= Beginning of Section =

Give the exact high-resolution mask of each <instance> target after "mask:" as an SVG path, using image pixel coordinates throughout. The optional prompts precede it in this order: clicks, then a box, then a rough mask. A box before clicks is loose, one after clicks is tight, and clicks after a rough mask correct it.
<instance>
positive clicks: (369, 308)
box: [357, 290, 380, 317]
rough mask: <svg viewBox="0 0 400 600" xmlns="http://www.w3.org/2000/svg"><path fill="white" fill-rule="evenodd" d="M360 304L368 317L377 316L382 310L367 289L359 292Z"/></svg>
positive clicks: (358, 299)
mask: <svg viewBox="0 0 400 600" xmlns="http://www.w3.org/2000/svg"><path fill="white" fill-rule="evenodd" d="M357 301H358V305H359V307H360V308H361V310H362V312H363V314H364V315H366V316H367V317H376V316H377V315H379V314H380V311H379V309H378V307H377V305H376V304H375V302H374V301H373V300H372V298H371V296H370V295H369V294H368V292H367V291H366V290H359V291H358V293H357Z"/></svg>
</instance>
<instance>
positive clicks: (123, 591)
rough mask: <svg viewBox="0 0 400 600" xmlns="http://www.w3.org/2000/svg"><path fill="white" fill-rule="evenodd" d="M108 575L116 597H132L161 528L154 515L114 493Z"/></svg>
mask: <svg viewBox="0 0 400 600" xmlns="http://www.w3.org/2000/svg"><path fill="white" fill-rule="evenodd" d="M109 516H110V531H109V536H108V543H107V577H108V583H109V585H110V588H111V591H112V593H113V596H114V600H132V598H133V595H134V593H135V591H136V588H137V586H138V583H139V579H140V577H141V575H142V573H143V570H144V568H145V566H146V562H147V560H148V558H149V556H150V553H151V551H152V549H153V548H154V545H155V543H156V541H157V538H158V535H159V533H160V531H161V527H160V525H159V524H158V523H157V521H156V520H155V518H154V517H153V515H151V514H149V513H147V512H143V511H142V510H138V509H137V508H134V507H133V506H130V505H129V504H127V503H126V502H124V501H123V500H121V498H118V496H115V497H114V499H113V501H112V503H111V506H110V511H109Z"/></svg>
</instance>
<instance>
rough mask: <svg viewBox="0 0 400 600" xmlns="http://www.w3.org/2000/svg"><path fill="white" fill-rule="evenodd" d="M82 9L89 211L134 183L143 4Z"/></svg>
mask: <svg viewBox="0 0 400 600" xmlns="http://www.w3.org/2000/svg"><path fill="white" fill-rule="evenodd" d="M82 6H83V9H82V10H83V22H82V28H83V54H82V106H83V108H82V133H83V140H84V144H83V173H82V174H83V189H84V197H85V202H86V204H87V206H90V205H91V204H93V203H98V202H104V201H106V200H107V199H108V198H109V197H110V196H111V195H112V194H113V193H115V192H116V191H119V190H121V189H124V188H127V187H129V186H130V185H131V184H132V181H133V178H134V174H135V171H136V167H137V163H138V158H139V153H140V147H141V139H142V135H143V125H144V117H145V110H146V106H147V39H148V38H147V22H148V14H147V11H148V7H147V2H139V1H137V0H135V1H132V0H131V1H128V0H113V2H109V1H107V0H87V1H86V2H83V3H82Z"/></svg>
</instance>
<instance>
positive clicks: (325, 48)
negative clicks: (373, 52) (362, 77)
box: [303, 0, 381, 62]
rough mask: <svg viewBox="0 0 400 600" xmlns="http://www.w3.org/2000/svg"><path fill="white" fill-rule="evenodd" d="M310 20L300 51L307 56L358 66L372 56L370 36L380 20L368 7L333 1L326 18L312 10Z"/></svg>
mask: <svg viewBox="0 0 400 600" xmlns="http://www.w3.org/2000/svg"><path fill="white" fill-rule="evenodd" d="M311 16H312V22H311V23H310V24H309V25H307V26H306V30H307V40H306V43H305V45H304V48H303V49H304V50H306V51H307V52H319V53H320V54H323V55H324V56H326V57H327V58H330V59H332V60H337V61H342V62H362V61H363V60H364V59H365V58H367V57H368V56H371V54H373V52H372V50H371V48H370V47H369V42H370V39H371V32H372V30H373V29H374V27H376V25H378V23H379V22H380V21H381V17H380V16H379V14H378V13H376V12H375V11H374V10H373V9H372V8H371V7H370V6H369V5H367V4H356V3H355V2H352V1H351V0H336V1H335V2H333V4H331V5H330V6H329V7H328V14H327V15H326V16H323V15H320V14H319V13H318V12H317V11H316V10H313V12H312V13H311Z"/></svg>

= End of Section =

— What the exercise asks —
Set the entries down again exactly, beginning with their first line and ending with the line that contains "box: [357, 290, 380, 317]"; omit all other lines.

— Written response —
Give the exact high-resolution mask of each <instance> target after "mask:" as an SVG path, using image pixel coordinates throughout. The optional prompts precede it in this order: clicks, then a box, then a rough mask. A box before clicks is loose, one after clicks is tight, and clicks after a rough mask correct it.
<instance>
positive clicks: (369, 308)
box: [357, 290, 380, 317]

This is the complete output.